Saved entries
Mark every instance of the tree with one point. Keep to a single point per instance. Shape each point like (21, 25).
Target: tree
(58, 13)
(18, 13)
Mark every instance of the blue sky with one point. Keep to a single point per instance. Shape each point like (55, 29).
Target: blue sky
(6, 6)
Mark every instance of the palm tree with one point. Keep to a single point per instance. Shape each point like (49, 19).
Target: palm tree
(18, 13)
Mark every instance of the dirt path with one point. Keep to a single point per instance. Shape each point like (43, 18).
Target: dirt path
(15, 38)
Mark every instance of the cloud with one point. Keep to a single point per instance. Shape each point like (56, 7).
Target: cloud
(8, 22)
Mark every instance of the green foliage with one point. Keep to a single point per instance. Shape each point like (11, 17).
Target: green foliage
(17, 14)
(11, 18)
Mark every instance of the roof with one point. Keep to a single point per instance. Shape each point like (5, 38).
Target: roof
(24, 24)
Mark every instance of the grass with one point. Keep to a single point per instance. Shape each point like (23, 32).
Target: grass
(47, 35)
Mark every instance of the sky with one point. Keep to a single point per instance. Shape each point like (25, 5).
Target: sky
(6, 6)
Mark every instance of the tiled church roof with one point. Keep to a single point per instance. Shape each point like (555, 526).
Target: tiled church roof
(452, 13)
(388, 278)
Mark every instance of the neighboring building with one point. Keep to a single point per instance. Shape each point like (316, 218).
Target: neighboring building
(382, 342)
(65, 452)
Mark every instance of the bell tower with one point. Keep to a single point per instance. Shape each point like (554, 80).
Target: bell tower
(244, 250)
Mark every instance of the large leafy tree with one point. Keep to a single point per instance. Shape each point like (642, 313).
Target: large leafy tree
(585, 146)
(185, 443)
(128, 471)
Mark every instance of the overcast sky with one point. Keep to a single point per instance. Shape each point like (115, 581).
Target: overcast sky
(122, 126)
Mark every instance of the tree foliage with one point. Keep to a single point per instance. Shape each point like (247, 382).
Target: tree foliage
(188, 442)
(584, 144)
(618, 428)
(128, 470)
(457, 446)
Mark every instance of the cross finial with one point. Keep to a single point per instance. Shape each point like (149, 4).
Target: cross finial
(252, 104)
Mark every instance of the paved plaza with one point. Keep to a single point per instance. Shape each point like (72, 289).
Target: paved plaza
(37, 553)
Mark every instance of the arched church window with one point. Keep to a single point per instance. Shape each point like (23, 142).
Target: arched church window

WHAT IS NEEDED:
Pick each line holding the word "arched" out of the data and copy it.

SOLUTION TO THIS TASK:
Mark every instance of the arched church window with one point. Keep to a single point per instance. Shape each point like (23, 142).
Target: arched church window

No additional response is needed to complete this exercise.